If a medical professional has not been trained in medical cannabis, it is more likely they will be hesitant to prescribe a product they have little knowledge about.
Baroness Meacher addressed this issue, suggesting changes in the NHS which could help make medical cannabis more easily available to those who need it most:
“Will the Minister ensure that the medical director of the NHS makes specialist doctors aware of the new guidelines to be launched later this month by the Medical Cannabis Clinicians’ Society, and of the 12-module online training course already available from the Academy of Medical Cannabis?”
Baroness Blackwood replied:
“This is a challenging area, and the evidence base is still developing.”
Labour Peer, Lord Howarth, challenged Baroness Blackwood’s claim that there is still insufficient evidence for using cannabis as a medication, highlighting another issue that the British cannabis policy has caused: medical cannabis refugees.
Lord Howarth discussed how one patient is being forced to fly to Holland every three months for her prescription of Bedrocan, a medical cannabis product which is currently unavailable in the UK:
“Will the Minister comment on the issues illustrated in the predicament of a person who has been prescribed the cannabinoid dronabinol, branded as Bedrocan, which is the only medication that has proved effective for her following the failure of 35 different medications previously prescribed to relieve her chronic pain from cervical and lumbar spondylosis?
“Given that the Chief Medical Officer stated last summer that there is conclusive evidence that cannabis-based products are effective for certain medical conditions, why is this patient still forced to travel to Holland every three months to obtain the medication that her consultant considers essential for her, and why does confusion still reign over licensing procedures?”
Baroness Blackwood seemed to dismiss Lord Howarth’s , claiming that this should not “As far as I can see, there should be no reason for the situation he has outlined.”
“Doctors have had no training in prescribing cannabis.”
– Baroness Meacher
One of the most bizarre claims made during the questioning was when Labour Peer, Lord West, claimed that cannabis was somehow linked to terrorism, going on to use the derogatory slang-word for cannabis, ‘skunk’:
“The majority of those guilty of violent terrorist crimes in this country are found to be heavy users of cannabis.
“When one looks at violent crime outside of terrorism, it seems again, although I do not know the details, that very often the people involved are heavy users of skunk, not the kind of cannabis that we are talking about but the liquid stuff.
“Are the Government looking at the relationship between the use of these really strong types of cannabis and violent crime, to see whether anything should be done about it?”

Given information:
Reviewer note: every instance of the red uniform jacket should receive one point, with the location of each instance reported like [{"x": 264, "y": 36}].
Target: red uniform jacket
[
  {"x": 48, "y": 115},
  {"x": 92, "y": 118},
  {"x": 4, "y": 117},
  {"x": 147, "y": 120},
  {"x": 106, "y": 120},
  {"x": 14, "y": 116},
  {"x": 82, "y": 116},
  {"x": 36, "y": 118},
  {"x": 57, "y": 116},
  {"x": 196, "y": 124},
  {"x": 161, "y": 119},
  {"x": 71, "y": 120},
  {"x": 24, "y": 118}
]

--

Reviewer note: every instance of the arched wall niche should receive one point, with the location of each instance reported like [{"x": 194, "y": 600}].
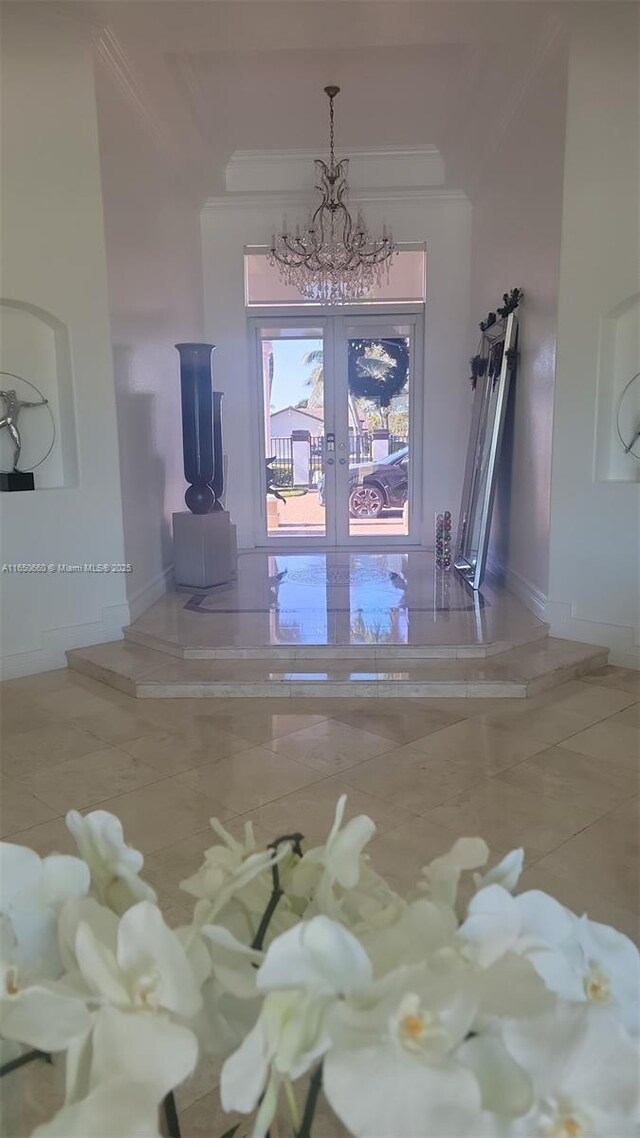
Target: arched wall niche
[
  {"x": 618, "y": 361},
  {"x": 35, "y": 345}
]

* * *

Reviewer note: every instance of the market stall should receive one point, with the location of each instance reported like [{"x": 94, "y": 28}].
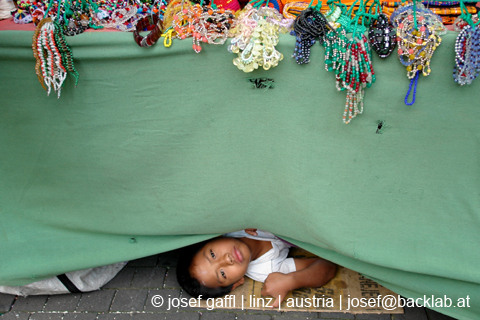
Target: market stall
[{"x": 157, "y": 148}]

Exercise instructions: Please say how often, according to the extract on medical cannabis in the UK, the patient Lord Howarth describes has to travel to Holland for her prescription.

Response to this task: Every three months.